Given data >>
===

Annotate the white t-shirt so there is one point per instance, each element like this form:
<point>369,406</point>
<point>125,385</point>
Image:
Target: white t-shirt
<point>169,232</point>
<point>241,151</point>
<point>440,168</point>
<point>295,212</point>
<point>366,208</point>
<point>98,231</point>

===

What to produce >>
Rewrite the entries above as a JSON list of strings, one string per line, leaving out blank lines.

Written answer >>
[
  "Annotate the white t-shirt so there is one point per instance, each element like this form:",
  "<point>369,406</point>",
  "<point>125,385</point>",
  "Image:",
  "Target: white t-shirt",
  "<point>169,232</point>",
  "<point>241,151</point>",
  "<point>440,168</point>",
  "<point>295,212</point>",
  "<point>366,208</point>",
  "<point>98,231</point>"
]